YOUR OBJECTIVE
Reproduce the records exactly.

EXTRACTED RECORDS
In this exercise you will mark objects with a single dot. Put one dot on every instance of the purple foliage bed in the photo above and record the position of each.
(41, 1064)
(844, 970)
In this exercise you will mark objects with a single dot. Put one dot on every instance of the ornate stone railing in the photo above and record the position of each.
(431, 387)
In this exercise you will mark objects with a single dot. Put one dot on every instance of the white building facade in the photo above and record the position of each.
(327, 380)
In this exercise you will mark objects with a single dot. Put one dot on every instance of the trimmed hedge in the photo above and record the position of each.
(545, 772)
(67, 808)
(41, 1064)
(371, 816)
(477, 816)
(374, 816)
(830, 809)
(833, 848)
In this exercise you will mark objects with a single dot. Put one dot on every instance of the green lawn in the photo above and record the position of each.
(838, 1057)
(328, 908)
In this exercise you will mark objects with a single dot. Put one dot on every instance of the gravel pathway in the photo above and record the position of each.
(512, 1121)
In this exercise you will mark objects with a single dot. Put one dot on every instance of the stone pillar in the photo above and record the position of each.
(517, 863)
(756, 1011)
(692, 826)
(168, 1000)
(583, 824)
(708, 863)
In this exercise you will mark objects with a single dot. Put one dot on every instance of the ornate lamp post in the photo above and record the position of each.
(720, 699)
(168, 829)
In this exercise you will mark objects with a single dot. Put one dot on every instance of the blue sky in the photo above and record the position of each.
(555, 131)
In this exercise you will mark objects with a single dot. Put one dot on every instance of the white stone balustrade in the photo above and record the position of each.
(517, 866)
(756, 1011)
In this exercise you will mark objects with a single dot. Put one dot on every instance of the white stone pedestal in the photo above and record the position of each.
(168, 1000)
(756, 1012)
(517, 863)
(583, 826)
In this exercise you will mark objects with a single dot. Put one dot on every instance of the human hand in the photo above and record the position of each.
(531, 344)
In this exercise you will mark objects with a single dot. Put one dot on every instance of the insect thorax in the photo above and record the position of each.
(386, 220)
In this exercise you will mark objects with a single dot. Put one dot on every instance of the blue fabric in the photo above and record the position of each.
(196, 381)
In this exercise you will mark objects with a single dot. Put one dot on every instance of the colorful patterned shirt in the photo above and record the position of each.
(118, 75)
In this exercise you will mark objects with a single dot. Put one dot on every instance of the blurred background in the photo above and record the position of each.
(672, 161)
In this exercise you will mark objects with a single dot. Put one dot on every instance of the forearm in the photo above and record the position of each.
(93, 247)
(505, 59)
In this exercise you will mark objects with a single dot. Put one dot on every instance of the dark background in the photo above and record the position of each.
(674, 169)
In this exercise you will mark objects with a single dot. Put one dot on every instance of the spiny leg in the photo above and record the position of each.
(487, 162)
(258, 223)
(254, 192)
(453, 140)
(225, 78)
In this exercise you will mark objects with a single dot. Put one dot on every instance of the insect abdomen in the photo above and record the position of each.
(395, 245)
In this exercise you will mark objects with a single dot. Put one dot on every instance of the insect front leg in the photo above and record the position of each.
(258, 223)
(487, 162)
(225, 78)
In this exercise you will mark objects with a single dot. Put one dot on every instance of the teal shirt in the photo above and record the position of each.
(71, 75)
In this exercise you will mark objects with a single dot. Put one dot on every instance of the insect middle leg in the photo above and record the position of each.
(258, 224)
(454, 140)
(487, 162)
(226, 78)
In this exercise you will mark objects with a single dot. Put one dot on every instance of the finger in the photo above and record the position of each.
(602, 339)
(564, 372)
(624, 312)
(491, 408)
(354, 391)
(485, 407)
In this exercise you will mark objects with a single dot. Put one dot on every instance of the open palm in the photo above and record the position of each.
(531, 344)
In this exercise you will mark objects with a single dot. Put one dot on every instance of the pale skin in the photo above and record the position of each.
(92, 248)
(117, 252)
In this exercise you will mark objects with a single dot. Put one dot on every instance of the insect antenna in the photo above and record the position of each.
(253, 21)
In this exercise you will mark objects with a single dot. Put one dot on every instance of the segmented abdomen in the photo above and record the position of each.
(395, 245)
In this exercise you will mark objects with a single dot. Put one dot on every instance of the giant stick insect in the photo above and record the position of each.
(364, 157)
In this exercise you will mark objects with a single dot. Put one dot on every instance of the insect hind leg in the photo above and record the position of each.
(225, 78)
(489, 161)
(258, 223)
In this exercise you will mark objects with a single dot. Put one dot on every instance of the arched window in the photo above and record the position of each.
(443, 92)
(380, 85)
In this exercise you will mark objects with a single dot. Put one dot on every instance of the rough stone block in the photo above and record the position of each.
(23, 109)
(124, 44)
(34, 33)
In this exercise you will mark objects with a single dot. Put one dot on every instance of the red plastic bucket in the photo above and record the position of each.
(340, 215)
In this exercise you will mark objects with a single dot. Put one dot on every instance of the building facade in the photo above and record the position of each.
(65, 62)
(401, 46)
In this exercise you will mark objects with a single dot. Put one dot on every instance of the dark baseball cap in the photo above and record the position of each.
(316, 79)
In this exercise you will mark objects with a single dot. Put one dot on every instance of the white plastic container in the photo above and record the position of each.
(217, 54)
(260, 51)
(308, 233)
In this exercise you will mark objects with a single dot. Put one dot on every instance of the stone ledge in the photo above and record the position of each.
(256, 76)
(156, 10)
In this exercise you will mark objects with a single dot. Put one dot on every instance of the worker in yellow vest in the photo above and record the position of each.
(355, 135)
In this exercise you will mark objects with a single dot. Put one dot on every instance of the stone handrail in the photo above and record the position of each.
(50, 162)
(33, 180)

ANSWER TO THIS PROBLEM
In this exercise you will mark objects with a single dot. Put one dot on every instance of the purple foliage bed in the photo above and record the position of each.
(41, 1064)
(844, 970)
In this exercise you will mark objects with a single dot. Put one dot on every instance of the ornate stone railing in the photo above and record the position of each.
(431, 387)
In this exercise you will mark objects with a single dot. Put one dot on every instance of the white building facade in the photo above and record the position of each.
(327, 380)
In this exercise you will mark objects with a single dot. Put one dot on every instance of the trimmed hedge in the photo above and record the position of each.
(545, 772)
(67, 808)
(41, 1064)
(371, 816)
(477, 816)
(374, 816)
(830, 809)
(833, 848)
In this exercise you will mark objects with a single dot. Put one dot on every instance of the green lawn in the photo above and record the position of each.
(838, 1057)
(328, 908)
In this exercise you will mark objects with a single dot. Put one dot on every instance of the gravel pathway in the photo above and record the position of each.
(512, 1121)
In this exercise you will mark objects with a single dot. Put one dot on every instance of the stone pillar in the photo above and record the position of each.
(517, 863)
(756, 1011)
(692, 826)
(168, 1000)
(583, 824)
(708, 863)
In this exercise you will mark objects with a single dot. Put one dot on every instance of the ornate lamp post in the photo above and record the position of each.
(720, 699)
(168, 829)
In this exercise you will mark objects with a single dot. Put one dot on every instance of the blue sky in the photo above and record the position of each.
(555, 131)
In this exercise you will mark objects with a single dot. Put one dot on every instance of the white stone balustrade in the photo above and record the position of each.
(517, 866)
(756, 1011)
In this exercise you will mark objects with a single dot. Put one dot on every instance of the white stone pedestal in the photo above and record the position of each.
(168, 1000)
(756, 1012)
(517, 863)
(583, 826)
In this exercise you will mark objects with a single dot. Put one dot on every instance of the human hand in the photo above and record the position of each.
(531, 344)
In this exercise you will mark objects with a single dot. Put one dot on every instance of the insect thorax in the photo above and record the position of each.
(386, 220)
In this exercise you will mark objects with a single dot. Put one dot on every instance of the blue fabric in the photo above and record the position of each.
(196, 381)
In this exercise you will mark objects with a single dot. Put one dot on every instance of the colorful patterned shirt in the photo above and record the position of each.
(118, 75)
In this exercise you will mark objects with a single dot. Put one dot on every instance of the blurred background in the photo above and record the position of each.
(672, 161)
In this exercise you will mark objects with a single dot. Put one dot on every instance of the forearm in the photo above and record the position of each.
(93, 247)
(505, 59)
In this exercise you will mark objects with a single dot. Put one dot on every instance of the dark background in the photo above and record the position of each.
(674, 169)
In this exercise you will mark objects with a single dot. Put one dot on every instance of the spiny leg in the photo above and record the position of each.
(487, 162)
(258, 223)
(254, 192)
(453, 140)
(225, 78)
In this exercise you will mark objects with a single dot. Put one dot on every instance of the insect abdomen in the photo above and record the position of each.
(395, 245)
In this exercise you will mark objects with a single dot. Put one dot on every instance of the insect front leg in the photo above and record the position of each.
(258, 223)
(487, 162)
(225, 78)
In this exercise you will mark objects with a single dot. Put one dot on every instance of the teal shirt in the photo above and record the position of each.
(71, 75)
In this exercise you will mark objects with a single dot. Put one dot on every instance of the insect middle leg in the photo above and record the position of each.
(258, 224)
(454, 140)
(487, 162)
(226, 78)
In this exercise you will mark objects with a single dot. Put one dot on every instance of the finger in the photo above and record the position of each.
(602, 339)
(564, 372)
(624, 312)
(491, 408)
(354, 391)
(485, 407)
In this exercise you will mark objects with a single dot. Put one dot on every instance of the open palm in the photo above and record the position of each.
(531, 344)
In this exercise you will mark objects with a single dot. Put one dot on every instance of the pale skin in the photo above and record the position of each.
(92, 248)
(117, 252)
In this exercise you will mark objects with a single dot. Put one dot on every instance of the insect antenna in the photo above and record the position of each.
(253, 21)
In this exercise you will mark objects with a single dot. Put one dot on every instance of the segmented abdomen in the photo above and record the position of each.
(395, 245)
In this exercise you will mark objects with a single dot. Put one dot on every instance of the giant stick insect in the photo above and record the position of each.
(364, 157)
In this exercise you will mark objects with a single dot. Put one dot on every instance of the insect hind leg in the photo above and record the position of each.
(225, 78)
(489, 161)
(258, 223)
In this exercise you will mark objects with a single dot. Put one dot on every instance of the arched window in the photo above and record the position of each.
(443, 92)
(380, 85)
In this exercise you will mark objects with a single dot. Put one dot on every instance of the rough stone block in the photo above and record the position of each.
(23, 109)
(124, 44)
(34, 33)
In this exercise you will mark objects with a single dot. Put one dot on every instance of the red plastic bucket in the photo above and record the position of each.
(340, 215)
In this exercise you will mark objects with a single dot. Put one dot on every instance of the building facade in the photo above and record the position of each.
(65, 62)
(401, 46)
In this exercise you will mark objects with a single dot. Put one dot on every instance of the dark baseball cap in the photo above and record the position of each.
(316, 79)
In this exercise you will mark objects with a single dot. Put one dot on every instance of the white plastic container in the photo above and record the position of each.
(217, 54)
(260, 51)
(308, 233)
In this exercise you will mark objects with a single dot. Put one dot on every instance of the stone ledge in the photo above and record the position of each.
(256, 76)
(156, 10)
In this exercise you will mark objects with a single dot. Put one dot on every instance of the worker in yellow vest in the photo above and record the position of each.
(355, 135)
In this exercise you will mark objects with a single dot. Put one dot on every instance of the stone handrail in the photo above and record the position of each.
(50, 162)
(33, 180)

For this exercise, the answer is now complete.